▸ **Short exercise**: Please copy out the items below, putting "vision system" wherever "perception module" appears and changing nothing else.

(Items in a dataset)
-- BEGIN --

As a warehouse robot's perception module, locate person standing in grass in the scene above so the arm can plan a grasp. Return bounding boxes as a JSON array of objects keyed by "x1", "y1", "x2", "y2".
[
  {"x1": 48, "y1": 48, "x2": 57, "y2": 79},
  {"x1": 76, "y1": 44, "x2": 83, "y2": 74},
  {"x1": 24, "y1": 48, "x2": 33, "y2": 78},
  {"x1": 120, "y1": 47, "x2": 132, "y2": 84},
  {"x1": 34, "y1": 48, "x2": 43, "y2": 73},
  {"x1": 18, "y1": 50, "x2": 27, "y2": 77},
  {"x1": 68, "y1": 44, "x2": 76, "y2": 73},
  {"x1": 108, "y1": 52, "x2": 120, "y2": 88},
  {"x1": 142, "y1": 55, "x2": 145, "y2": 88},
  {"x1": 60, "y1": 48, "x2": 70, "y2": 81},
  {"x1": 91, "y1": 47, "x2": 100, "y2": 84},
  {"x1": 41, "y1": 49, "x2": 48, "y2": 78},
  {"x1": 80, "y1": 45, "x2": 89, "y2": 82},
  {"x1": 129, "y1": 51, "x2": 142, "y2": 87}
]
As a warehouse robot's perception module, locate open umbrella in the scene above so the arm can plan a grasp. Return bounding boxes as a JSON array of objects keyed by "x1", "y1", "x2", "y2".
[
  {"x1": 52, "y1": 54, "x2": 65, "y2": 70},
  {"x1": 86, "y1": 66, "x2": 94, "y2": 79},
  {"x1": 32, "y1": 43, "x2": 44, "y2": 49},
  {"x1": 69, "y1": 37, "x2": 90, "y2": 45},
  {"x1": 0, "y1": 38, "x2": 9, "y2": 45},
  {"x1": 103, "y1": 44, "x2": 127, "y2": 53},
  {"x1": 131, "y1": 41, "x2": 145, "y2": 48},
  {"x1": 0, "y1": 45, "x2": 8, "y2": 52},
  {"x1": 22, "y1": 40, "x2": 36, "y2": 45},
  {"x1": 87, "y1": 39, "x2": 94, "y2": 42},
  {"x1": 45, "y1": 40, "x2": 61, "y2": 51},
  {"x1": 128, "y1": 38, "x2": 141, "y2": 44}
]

-- END --

▸ **Full answer**:
As a warehouse robot's vision system, locate person standing in grass in the scene above so the arm can plan a grasp. Return bounding boxes as a JSON array of objects keyed by "x1", "y1", "x2", "y2".
[
  {"x1": 48, "y1": 48, "x2": 57, "y2": 79},
  {"x1": 76, "y1": 44, "x2": 83, "y2": 74},
  {"x1": 24, "y1": 48, "x2": 33, "y2": 78},
  {"x1": 120, "y1": 47, "x2": 132, "y2": 84},
  {"x1": 34, "y1": 48, "x2": 43, "y2": 73},
  {"x1": 18, "y1": 50, "x2": 27, "y2": 77},
  {"x1": 68, "y1": 44, "x2": 76, "y2": 73},
  {"x1": 108, "y1": 52, "x2": 120, "y2": 88},
  {"x1": 142, "y1": 55, "x2": 145, "y2": 88},
  {"x1": 60, "y1": 48, "x2": 70, "y2": 81},
  {"x1": 91, "y1": 47, "x2": 100, "y2": 84},
  {"x1": 41, "y1": 49, "x2": 48, "y2": 78},
  {"x1": 80, "y1": 45, "x2": 89, "y2": 82},
  {"x1": 129, "y1": 51, "x2": 142, "y2": 87}
]
As a warehouse robot's vision system, locate open umbrella in the scene above so the arm can plan a grasp. Return bounding boxes as a JSON array of objects keyed by "x1", "y1", "x2", "y2".
[
  {"x1": 52, "y1": 54, "x2": 65, "y2": 70},
  {"x1": 86, "y1": 66, "x2": 94, "y2": 79},
  {"x1": 32, "y1": 43, "x2": 44, "y2": 49},
  {"x1": 69, "y1": 37, "x2": 90, "y2": 45},
  {"x1": 0, "y1": 38, "x2": 9, "y2": 45},
  {"x1": 103, "y1": 44, "x2": 127, "y2": 53},
  {"x1": 131, "y1": 41, "x2": 145, "y2": 48},
  {"x1": 0, "y1": 45, "x2": 8, "y2": 52},
  {"x1": 22, "y1": 40, "x2": 36, "y2": 45},
  {"x1": 87, "y1": 39, "x2": 94, "y2": 42},
  {"x1": 45, "y1": 40, "x2": 61, "y2": 51},
  {"x1": 128, "y1": 38, "x2": 141, "y2": 44}
]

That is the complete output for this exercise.